■ Excerpted passage
>>>
“It was taught in the mishna: And he may not go out with a single sandal when there is no wound on his foot.”
The Rabbis have been huddled over the topic of women’s accessories for days determining what is permissible to wear out and about on Shabbat in public. Today’s Daf Yomi continues that examination with a discourse on rings and spiked sandals. And we are told through the analysis of such sandals how tragedy can occur when cool heads fail to prevail, and people panic.
The general principle, which we learned in an earlier reading, is that the legal status of an object is determined by its primary material. Although as usual, there is a difference of opinion. The Rabbis examine rings with and without seals emblazoned upon them. After much debate about whether a ring is pure or impure depending upon if it has an administrative seal or is a simple piece of jewelry, a Rabbi offers a practical solution to the dilemma: “the ring is the ring itself, not the seal. Therefore, they permit going out into the public domain on Shabbat even with a ring that has a seal.” Sometimes, a ring is just a ring.
We learn about the tragedy that is a spiked sandal in today’s Daf. We are told that a man may not go out on Shabbat with a spiked sandal or a single sandal when there is no wound on his foot (presumably he would be wearing a bandage if he was injured, but why would he be hobbling around with just one sandal regardless?) The spiked sandal carries a lot of misery with it. During a time of religious persecution, a group of warriors were taking refuge in a cave. We are told that one man wore his spiked sandal backwards and his footprints gave the indication that someone was leaving the cave and heading straight into enemy lines. The men who were sheltering in the cave feared that the footprints would provide their enemy with a trail to find them and started pushing each other out of the way in panic. We are told that they killed each other in greater numbers than the enemy ever would have and as a result, wearing a spiked sandal became prohibited on Shabbat, which is the day of the week the incident occurred.
<<<
Stored data entries:
>>>
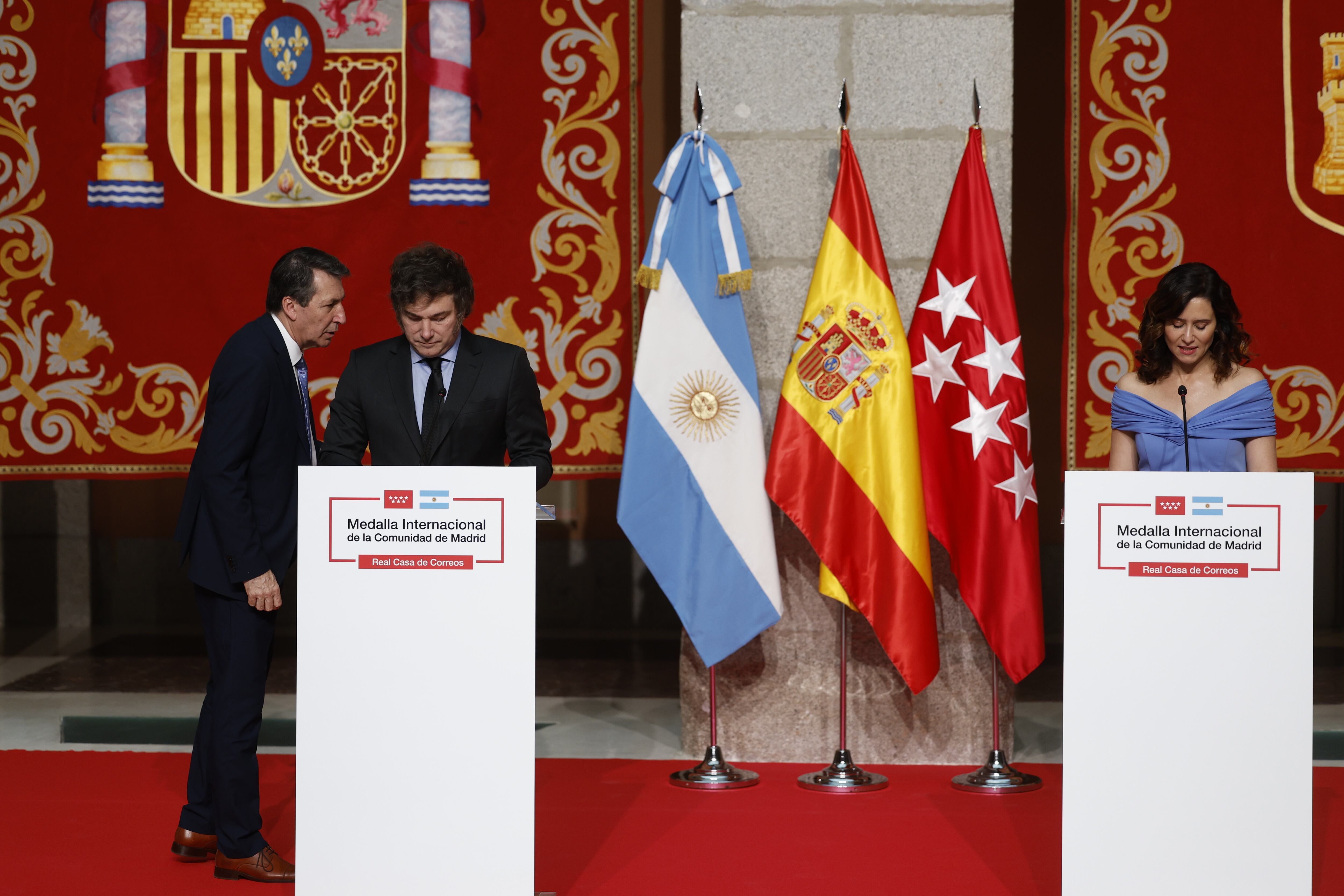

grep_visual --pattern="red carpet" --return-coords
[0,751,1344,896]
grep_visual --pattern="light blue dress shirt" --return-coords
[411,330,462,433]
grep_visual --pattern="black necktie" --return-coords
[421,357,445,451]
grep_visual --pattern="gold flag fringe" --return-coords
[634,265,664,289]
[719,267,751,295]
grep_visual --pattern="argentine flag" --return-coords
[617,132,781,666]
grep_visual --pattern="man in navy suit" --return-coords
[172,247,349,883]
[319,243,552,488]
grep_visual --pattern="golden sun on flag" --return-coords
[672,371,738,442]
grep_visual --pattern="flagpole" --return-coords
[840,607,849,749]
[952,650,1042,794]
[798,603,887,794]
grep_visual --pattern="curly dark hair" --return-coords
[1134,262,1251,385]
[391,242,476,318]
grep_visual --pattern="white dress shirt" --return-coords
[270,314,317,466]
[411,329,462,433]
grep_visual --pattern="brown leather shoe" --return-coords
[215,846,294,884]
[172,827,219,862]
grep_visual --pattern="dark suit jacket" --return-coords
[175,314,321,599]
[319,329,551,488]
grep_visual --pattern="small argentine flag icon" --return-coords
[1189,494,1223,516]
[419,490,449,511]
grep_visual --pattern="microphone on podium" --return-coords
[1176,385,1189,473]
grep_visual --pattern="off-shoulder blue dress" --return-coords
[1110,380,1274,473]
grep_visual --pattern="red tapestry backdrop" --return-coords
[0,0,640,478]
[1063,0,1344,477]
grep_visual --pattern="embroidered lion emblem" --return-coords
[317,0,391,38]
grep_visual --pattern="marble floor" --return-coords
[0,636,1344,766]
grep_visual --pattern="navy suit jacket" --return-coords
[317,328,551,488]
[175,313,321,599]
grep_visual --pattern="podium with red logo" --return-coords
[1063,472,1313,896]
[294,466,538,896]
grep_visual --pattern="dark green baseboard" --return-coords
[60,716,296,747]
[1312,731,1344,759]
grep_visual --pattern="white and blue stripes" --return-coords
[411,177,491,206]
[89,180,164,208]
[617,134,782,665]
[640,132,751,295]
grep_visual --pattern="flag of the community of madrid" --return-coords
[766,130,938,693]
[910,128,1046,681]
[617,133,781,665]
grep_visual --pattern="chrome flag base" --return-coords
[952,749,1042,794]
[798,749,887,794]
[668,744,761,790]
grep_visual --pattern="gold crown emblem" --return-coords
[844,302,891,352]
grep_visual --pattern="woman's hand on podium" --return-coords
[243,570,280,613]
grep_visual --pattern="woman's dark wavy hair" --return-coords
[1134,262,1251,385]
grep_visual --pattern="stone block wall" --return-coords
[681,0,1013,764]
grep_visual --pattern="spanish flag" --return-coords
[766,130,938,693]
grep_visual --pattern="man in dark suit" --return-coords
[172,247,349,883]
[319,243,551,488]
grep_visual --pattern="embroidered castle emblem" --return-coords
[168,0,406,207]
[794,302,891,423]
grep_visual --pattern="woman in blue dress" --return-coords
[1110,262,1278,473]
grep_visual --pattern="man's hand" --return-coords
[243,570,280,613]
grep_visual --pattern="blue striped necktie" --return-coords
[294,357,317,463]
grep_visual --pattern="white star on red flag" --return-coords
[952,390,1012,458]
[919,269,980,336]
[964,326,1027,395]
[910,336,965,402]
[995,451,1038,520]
<<<
>>>
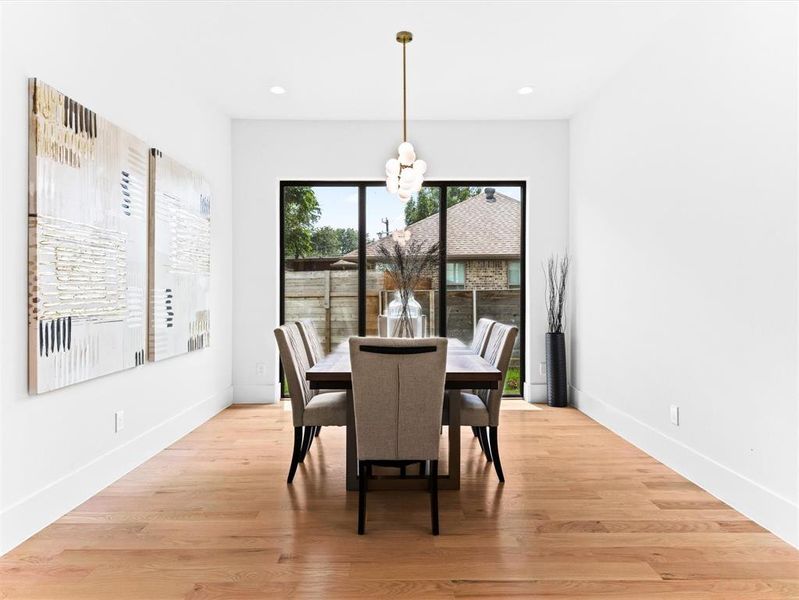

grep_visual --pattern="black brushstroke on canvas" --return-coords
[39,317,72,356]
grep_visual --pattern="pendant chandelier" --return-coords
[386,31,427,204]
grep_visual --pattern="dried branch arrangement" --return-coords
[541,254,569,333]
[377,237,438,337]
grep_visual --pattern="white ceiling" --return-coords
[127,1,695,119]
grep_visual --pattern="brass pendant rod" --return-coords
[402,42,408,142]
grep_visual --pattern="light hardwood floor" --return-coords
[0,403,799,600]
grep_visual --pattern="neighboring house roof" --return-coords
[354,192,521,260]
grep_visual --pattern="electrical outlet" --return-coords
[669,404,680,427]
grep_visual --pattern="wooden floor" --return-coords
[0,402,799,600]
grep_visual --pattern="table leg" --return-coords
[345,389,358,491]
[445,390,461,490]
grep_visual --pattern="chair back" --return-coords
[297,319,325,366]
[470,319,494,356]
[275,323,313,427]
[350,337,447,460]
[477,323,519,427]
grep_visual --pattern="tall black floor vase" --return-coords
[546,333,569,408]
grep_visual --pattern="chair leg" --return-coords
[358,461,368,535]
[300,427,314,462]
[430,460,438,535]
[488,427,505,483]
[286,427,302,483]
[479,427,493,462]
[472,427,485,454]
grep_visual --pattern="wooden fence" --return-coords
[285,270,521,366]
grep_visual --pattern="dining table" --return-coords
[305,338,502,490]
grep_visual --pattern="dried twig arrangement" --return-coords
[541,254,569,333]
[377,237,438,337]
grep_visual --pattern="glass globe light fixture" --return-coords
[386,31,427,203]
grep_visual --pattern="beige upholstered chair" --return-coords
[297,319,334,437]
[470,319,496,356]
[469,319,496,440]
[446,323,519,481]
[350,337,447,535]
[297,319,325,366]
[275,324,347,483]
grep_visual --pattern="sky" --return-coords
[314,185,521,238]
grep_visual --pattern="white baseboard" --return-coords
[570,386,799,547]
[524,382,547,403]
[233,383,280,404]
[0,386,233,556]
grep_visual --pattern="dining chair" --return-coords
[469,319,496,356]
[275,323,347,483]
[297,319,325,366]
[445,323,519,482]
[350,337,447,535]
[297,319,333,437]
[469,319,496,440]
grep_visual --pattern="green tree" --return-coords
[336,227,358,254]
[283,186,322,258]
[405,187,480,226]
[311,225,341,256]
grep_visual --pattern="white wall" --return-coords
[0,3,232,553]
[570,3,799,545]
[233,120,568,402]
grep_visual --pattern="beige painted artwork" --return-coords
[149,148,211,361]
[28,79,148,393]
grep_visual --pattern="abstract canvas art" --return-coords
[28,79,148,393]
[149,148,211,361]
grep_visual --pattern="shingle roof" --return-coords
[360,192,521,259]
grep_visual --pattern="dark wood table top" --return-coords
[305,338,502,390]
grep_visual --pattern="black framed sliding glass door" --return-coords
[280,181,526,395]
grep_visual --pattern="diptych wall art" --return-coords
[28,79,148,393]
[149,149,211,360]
<<<
>>>
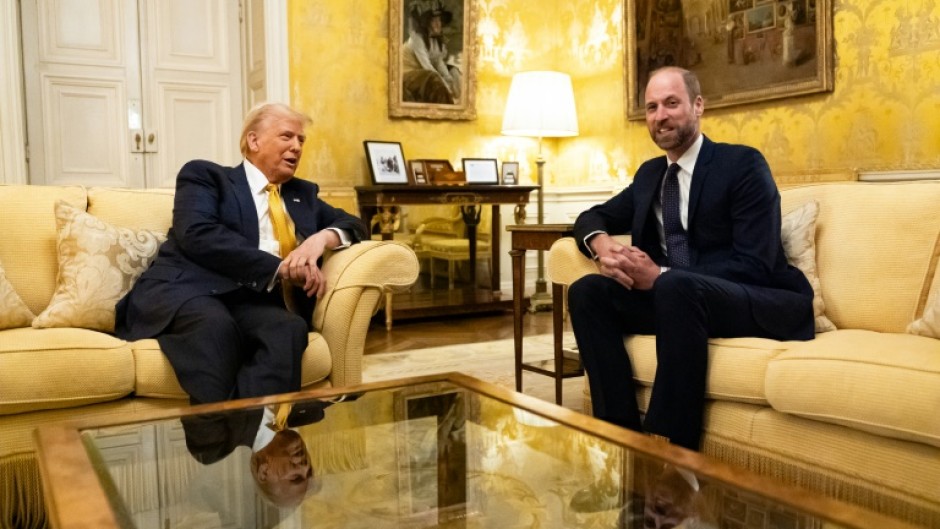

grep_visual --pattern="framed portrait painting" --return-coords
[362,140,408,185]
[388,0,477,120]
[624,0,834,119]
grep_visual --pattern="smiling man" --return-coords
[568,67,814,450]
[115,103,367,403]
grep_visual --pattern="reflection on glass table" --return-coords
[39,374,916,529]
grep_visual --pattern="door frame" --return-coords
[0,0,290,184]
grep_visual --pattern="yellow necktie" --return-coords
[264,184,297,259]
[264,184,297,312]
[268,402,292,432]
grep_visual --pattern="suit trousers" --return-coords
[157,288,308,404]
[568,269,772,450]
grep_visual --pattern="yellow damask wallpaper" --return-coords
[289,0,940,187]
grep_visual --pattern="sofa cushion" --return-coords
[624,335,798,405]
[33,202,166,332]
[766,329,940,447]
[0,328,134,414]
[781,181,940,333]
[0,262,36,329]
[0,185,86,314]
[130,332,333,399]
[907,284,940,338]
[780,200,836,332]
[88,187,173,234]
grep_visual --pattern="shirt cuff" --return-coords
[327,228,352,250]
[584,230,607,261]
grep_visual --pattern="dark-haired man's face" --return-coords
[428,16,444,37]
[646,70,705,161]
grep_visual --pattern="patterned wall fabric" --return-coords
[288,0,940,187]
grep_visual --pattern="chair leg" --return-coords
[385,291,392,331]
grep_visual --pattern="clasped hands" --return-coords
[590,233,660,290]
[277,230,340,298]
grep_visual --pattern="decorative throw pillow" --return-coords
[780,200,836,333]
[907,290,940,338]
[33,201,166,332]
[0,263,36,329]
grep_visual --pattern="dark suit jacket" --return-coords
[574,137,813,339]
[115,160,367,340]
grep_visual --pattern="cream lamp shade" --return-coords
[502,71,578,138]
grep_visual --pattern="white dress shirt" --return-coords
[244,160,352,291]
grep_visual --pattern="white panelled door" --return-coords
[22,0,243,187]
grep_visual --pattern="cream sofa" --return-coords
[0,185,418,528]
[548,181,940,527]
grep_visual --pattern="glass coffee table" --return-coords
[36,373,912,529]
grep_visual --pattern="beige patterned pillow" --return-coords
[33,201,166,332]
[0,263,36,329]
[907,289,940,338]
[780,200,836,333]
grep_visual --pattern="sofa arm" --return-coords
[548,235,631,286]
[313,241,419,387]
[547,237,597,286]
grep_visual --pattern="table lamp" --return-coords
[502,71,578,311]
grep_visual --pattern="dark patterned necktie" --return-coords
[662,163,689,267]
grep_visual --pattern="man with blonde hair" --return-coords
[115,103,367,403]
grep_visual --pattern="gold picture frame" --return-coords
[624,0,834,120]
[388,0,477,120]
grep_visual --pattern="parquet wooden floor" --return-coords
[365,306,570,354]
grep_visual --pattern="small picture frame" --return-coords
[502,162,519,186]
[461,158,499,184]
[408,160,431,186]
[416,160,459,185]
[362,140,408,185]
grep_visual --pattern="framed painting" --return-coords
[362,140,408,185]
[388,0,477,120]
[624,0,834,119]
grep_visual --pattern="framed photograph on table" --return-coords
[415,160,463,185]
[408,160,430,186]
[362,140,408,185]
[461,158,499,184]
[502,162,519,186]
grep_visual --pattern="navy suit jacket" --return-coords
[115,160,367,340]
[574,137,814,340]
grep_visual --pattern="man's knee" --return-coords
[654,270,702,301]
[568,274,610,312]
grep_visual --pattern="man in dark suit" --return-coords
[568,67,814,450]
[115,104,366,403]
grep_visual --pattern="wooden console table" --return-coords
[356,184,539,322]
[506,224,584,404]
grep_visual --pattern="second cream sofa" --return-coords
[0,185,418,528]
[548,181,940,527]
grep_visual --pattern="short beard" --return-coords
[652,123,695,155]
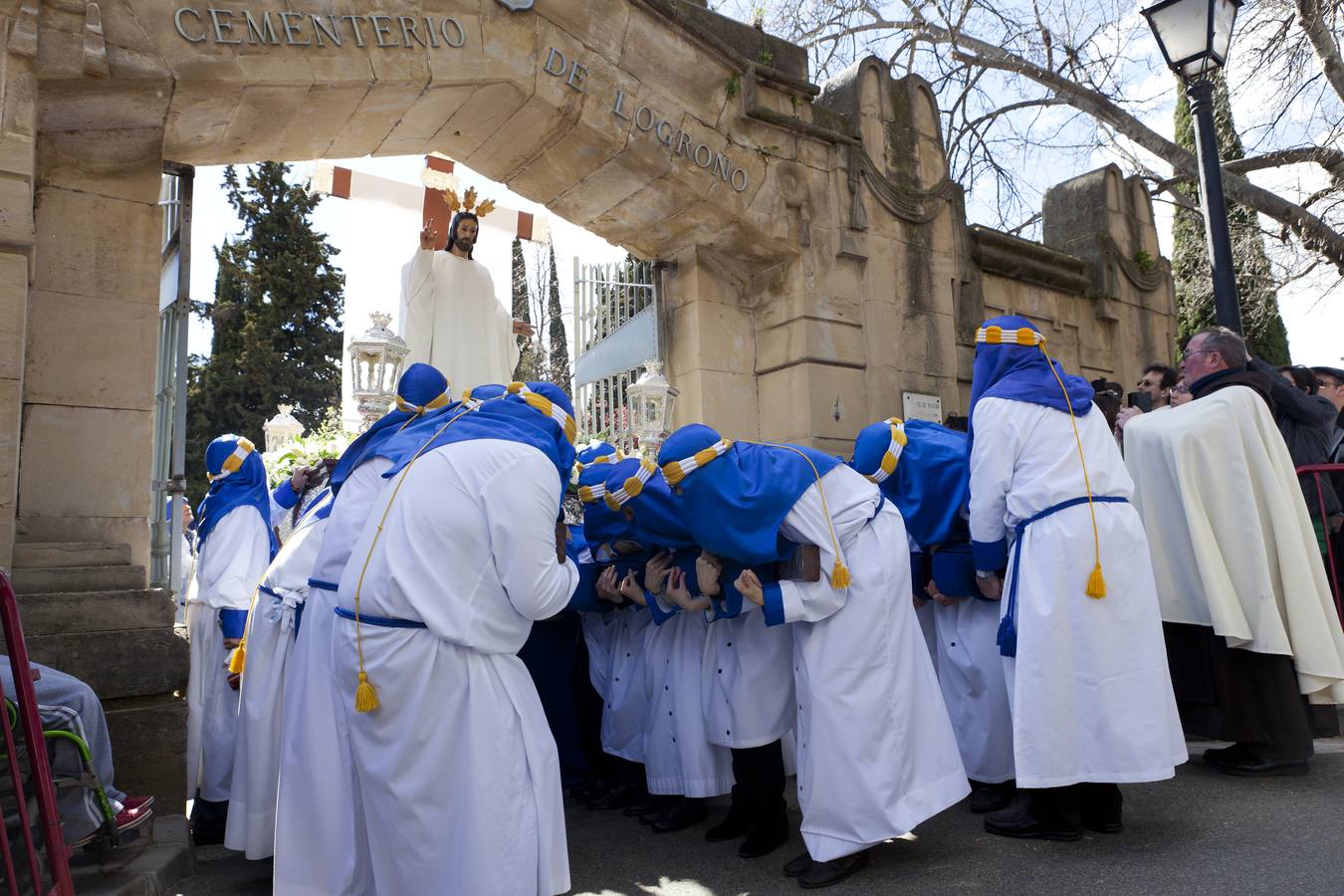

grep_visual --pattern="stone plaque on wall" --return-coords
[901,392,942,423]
<<<
■ Task item A
Answer these questions about the Daf Yomi commentary on rings and spiked sandals.
(i) According to the general principle, what determines the legal status of an object?
(ii) Under the practical solution one Rabbi offers, may a person go out into the public domain on Shabbat wearing a ring that has a seal?
(iii) On what day of the week did the incident in the cave occur?
■ Task item B
Please resume the Daf Yomi commentary on rings and spiked sandals after its last sentence, keeping its voice.

■ Task response A
(i) Its primary material.
(ii) Yes. The ring is the ring itself, not the seal, so it is permitted.
(iii) Shabbat.

■ Task response B
Several Rabbis offer alternative stories involving the infamous spiked sandal and the tragedy of friendly fire. In one story, the comrades were sitting in the cave and hear a sound of a spiked sandal above them. In another version, the men were sitting in a synagogue and heard the sound of a spiked sandal reverberating from behind. In both cases the men pushed each other out of the way and killed one another in greater numbers than would have occurred at the hands of anyone else.
The panic behavior that was exhibited in the caves as soldiers were sheltering in place from marauding enemies, reminds me of the panic we have witnessed during the past few months as people try to find some normalcy among the encroaching coronavirus. The photos of people loading up with shopping carts of toilet paper and paper towels is a manifestation of all the fear, anxiety and uncertainty associated with living in one of the most stressful times that many of us have ever experienced. We see everyone else buying toilet paper and we think we better do so as well, or we will run out. We set each other off with our contagious panic buying; hoarding necessities provides a sense of reassurance that maybe we will be ok.
I love sandals; they hold the promise of languid summer days filled with lots of free time under the warmth of the sun. I always look forward to the month of May when the weather starts to get warmer and its finally time to shed outer layers and wear open-toed shoes. But this year, my accessory budget consists mostly of cleaning supplies. Despite limited storage in my small city apartment, I have bought more wipes and scrubbing cleansers than I could possibly ever need. I am ashamed to say, that I have to some extent given into the tragedy of the spiked sandal.